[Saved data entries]
__________________________________________________

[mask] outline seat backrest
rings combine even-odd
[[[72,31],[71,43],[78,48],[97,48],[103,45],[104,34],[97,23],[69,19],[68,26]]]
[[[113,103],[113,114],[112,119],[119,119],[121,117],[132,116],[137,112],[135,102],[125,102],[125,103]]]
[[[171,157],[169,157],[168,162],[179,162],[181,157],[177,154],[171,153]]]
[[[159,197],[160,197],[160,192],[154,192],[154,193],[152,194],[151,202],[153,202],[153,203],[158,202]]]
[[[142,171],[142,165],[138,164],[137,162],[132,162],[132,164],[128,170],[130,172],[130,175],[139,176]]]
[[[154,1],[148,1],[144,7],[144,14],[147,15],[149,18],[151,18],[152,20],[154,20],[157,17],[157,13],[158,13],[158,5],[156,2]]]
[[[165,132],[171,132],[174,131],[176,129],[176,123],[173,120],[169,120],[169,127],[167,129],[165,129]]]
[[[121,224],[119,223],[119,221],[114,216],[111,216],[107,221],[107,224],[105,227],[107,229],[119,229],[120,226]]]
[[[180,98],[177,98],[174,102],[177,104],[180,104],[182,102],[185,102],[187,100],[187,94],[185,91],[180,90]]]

__________________________________________________

> _ACTIVITY_:
Each record must be transcribed word for word.

> _OUTPUT_:
[mask] outline seat backrest
rings combine even-odd
[[[72,31],[71,43],[78,48],[97,48],[103,45],[104,34],[97,23],[69,19],[68,26]]]
[[[113,103],[113,114],[112,119],[119,119],[121,117],[132,116],[137,112],[135,102],[125,102],[125,103]]]
[[[171,157],[169,157],[168,162],[179,162],[181,157],[177,154],[171,153]]]
[[[159,197],[160,197],[160,192],[154,192],[154,193],[152,194],[151,202],[153,202],[153,203],[158,202]]]
[[[142,171],[142,165],[138,164],[137,162],[132,162],[132,164],[128,170],[130,172],[130,175],[139,176]]]
[[[154,1],[148,1],[144,7],[144,14],[147,15],[149,18],[151,18],[152,20],[154,20],[157,17],[157,13],[158,13],[158,5],[156,2]]]
[[[165,132],[171,132],[174,131],[176,129],[176,123],[173,120],[169,120],[169,127],[167,129],[165,129]]]
[[[121,224],[119,223],[119,221],[114,216],[111,216],[107,221],[107,224],[105,227],[107,229],[119,229],[120,226]]]
[[[180,98],[177,98],[174,102],[177,104],[180,104],[182,102],[185,102],[187,100],[187,94],[185,91],[180,90]]]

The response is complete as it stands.